Exercise requirements:
Which lines run from the one containing "Need: one point per instance of the tennis player, placed" to the end of the records? Write them out exactly, both ends included, and nothing else.

(Collected data entries)

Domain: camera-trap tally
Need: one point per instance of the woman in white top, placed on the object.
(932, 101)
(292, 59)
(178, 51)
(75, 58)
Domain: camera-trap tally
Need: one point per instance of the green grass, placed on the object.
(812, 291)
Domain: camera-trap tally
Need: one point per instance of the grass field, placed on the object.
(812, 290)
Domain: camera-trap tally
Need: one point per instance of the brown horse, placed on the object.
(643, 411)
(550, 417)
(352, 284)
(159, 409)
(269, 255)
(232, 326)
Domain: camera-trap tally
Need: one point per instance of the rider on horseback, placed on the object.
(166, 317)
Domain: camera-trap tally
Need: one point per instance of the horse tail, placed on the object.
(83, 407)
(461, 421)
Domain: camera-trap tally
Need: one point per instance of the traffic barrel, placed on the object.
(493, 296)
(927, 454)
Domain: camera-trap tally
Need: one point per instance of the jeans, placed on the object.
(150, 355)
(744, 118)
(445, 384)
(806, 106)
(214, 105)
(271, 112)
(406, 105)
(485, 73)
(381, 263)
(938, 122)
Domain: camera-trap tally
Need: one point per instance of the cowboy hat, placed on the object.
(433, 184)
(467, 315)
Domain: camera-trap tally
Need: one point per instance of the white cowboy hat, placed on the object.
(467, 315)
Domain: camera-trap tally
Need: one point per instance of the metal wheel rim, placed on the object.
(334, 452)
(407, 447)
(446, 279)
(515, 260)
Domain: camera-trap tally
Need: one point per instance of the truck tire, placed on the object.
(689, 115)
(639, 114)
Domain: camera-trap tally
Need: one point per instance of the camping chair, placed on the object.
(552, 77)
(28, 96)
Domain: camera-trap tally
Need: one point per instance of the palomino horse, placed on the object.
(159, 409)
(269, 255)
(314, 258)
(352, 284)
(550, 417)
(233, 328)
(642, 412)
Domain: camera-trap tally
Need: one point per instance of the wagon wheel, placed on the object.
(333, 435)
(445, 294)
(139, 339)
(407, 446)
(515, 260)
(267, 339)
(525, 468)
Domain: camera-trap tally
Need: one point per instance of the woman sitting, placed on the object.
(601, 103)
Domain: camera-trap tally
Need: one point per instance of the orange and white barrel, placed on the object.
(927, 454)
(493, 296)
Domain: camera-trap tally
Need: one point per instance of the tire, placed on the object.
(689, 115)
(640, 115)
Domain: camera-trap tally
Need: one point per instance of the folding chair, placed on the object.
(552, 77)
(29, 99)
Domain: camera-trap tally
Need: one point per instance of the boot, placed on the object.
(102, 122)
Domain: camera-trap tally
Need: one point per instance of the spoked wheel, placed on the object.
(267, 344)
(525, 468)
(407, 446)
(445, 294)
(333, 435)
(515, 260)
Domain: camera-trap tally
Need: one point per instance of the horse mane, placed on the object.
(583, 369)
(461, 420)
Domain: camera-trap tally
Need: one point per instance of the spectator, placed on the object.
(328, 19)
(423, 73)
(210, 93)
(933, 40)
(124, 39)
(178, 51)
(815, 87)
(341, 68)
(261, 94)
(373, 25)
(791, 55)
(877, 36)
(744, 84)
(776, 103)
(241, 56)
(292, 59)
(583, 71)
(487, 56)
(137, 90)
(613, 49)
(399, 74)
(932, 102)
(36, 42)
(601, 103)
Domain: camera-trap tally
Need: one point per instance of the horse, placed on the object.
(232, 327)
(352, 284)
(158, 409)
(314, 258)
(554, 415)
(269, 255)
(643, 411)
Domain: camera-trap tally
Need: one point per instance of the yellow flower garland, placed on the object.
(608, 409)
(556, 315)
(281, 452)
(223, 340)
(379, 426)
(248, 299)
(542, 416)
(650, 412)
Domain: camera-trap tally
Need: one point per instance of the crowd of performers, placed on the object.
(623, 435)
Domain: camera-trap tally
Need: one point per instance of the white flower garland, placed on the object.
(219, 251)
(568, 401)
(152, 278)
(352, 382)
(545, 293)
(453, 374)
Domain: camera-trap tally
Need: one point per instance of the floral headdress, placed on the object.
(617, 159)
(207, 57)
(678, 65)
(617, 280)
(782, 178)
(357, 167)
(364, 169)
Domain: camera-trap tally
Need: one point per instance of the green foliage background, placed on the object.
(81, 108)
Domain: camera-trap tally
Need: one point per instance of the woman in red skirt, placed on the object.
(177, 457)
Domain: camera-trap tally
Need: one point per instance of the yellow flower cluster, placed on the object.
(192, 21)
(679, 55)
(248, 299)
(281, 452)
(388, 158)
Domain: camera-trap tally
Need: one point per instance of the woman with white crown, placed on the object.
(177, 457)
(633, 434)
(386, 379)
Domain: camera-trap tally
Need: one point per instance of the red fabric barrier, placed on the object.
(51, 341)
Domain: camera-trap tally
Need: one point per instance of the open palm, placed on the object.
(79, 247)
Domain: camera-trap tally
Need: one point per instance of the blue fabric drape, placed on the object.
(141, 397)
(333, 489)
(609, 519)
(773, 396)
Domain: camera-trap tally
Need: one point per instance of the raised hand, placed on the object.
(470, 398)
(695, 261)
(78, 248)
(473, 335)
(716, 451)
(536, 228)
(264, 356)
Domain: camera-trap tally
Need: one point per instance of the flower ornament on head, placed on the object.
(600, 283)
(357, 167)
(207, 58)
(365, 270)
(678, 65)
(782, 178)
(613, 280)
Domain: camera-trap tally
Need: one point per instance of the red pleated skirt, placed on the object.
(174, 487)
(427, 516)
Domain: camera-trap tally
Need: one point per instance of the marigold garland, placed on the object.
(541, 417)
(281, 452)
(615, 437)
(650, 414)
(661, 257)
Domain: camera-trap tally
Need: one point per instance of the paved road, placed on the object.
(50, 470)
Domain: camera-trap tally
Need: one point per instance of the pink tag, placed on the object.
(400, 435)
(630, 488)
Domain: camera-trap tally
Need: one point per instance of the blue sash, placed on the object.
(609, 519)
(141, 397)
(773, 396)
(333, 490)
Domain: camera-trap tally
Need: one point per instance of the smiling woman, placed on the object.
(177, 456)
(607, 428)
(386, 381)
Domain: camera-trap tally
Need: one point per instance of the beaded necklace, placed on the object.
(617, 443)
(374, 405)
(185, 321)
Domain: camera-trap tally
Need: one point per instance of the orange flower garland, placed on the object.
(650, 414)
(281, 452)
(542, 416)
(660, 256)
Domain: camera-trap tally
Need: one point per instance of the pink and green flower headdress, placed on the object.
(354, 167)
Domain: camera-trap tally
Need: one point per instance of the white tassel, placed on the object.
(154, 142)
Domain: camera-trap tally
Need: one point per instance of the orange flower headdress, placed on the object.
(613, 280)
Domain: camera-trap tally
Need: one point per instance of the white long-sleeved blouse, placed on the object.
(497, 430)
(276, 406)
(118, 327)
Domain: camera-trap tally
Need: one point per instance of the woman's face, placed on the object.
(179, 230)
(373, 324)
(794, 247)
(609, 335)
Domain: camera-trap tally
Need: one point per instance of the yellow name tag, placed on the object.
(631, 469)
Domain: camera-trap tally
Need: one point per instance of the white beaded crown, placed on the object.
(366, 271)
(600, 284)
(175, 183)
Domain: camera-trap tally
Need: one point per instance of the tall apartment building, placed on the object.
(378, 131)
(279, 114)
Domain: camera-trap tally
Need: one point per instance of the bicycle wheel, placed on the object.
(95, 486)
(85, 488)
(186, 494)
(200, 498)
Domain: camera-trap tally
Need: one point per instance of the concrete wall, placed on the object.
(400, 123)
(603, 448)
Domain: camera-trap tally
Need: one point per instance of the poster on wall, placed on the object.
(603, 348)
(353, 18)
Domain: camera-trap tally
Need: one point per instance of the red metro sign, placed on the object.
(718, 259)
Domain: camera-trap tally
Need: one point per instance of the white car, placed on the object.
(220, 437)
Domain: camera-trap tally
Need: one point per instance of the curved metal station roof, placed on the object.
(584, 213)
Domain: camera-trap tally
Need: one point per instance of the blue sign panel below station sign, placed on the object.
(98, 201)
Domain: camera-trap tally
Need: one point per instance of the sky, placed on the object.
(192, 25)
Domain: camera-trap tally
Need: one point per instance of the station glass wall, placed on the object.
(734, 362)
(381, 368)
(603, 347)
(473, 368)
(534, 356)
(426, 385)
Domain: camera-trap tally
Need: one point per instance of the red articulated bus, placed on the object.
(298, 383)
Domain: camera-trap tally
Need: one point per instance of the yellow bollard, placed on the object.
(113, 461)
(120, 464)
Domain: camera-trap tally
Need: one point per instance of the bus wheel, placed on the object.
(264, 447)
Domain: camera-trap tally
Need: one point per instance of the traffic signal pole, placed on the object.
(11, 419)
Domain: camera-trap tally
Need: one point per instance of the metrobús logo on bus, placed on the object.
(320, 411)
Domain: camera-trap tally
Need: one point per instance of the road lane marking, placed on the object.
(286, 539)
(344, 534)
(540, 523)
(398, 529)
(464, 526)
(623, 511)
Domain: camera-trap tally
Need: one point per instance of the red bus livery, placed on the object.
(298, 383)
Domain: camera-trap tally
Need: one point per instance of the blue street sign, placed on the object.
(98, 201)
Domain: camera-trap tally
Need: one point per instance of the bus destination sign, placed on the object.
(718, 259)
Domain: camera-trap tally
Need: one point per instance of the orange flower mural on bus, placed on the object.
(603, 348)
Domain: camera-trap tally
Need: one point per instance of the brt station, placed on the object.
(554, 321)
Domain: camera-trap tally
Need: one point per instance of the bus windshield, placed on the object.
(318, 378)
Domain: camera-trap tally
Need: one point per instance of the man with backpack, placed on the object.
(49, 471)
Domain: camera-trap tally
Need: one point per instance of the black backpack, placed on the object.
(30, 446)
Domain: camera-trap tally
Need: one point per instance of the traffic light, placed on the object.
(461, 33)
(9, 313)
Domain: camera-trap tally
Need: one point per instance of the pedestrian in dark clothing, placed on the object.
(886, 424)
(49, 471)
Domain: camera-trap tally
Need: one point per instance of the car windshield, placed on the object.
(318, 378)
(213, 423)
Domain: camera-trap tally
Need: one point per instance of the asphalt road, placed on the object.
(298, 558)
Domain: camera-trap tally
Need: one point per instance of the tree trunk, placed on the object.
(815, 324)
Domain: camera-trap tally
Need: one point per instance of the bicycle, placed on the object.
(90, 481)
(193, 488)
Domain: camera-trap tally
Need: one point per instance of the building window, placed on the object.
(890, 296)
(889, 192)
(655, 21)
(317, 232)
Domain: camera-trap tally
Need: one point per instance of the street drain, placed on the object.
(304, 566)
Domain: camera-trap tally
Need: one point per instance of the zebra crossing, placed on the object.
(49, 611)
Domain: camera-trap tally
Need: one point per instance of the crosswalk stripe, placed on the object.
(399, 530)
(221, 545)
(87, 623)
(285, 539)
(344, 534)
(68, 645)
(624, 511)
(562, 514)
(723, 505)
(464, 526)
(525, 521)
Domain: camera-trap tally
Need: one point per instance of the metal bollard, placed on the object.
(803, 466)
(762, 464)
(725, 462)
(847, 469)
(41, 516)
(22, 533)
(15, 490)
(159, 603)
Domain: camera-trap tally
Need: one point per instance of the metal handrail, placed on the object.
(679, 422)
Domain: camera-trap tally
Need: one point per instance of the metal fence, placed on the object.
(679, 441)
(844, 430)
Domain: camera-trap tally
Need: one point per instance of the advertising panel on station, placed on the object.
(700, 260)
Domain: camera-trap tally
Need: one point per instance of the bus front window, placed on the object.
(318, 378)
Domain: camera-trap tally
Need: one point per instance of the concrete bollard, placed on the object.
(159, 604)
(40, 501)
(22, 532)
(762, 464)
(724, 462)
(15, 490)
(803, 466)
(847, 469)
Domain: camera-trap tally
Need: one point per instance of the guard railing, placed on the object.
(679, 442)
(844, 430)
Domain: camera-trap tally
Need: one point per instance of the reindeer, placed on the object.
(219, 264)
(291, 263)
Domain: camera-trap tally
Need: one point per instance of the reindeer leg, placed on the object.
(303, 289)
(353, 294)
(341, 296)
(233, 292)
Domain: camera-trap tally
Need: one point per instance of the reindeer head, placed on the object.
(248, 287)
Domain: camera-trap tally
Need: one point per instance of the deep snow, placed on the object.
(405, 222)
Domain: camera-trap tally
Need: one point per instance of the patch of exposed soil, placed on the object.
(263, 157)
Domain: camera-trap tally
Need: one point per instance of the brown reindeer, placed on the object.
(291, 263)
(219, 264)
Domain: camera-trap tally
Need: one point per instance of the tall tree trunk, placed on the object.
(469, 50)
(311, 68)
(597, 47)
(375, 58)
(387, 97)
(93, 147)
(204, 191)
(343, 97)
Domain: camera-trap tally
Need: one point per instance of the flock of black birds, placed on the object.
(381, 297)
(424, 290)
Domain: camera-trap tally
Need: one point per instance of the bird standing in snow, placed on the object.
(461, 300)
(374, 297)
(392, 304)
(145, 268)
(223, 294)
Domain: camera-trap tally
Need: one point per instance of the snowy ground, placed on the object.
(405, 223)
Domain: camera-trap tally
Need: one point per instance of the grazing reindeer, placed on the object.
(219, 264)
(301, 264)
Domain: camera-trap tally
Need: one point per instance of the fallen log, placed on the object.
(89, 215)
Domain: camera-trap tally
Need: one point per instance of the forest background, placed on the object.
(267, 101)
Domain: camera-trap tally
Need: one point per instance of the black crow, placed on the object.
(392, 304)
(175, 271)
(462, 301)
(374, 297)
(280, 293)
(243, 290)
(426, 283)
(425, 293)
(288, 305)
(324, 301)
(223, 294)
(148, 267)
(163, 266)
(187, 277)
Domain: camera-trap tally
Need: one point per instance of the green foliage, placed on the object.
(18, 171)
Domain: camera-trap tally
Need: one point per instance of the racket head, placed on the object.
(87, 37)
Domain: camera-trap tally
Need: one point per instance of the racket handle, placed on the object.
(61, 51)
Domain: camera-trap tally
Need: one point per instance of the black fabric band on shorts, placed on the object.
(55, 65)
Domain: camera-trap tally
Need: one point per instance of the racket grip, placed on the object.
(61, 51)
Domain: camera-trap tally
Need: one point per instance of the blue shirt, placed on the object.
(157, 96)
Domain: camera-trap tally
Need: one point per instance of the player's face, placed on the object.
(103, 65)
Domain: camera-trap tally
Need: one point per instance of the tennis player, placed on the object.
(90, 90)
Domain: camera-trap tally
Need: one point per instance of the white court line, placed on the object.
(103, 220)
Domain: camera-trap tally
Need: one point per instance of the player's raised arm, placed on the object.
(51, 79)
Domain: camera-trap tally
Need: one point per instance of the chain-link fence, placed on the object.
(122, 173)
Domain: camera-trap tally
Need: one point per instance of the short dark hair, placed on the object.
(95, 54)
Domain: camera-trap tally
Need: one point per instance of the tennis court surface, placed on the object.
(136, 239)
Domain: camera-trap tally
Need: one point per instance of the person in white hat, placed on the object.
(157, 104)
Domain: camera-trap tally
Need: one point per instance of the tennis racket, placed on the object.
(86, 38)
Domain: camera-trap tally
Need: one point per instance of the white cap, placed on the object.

Exercise solution:
Need: one point per instance of the tennis player, placed on the object.
(90, 90)
Domain: camera-trap tally
Need: one point per instance of the white court line, placed on the object.
(103, 220)
Domain: camera-trap tally
Need: one point per instance of the player's raised arm, placed on the object.
(51, 79)
Domain: camera-trap tally
Need: one point per instance of the chain-link fence, placed on the object.
(122, 173)
Domain: camera-trap tally
Need: one point per instance of the short dark hair, placed on the object.
(95, 54)
Domain: camera-trap tally
Need: one point per instance of the tennis court surface, placed on the object.
(136, 239)
Domain: camera-trap tally
Need: one point per instance of the person in white hat, placed on the object.
(157, 104)
Domain: camera-trap tally
Need: one point per instance of the tennis racket, placed on the object.
(86, 38)
Domain: camera-trap tally
Need: one point per instance of the white cap, placed on the object.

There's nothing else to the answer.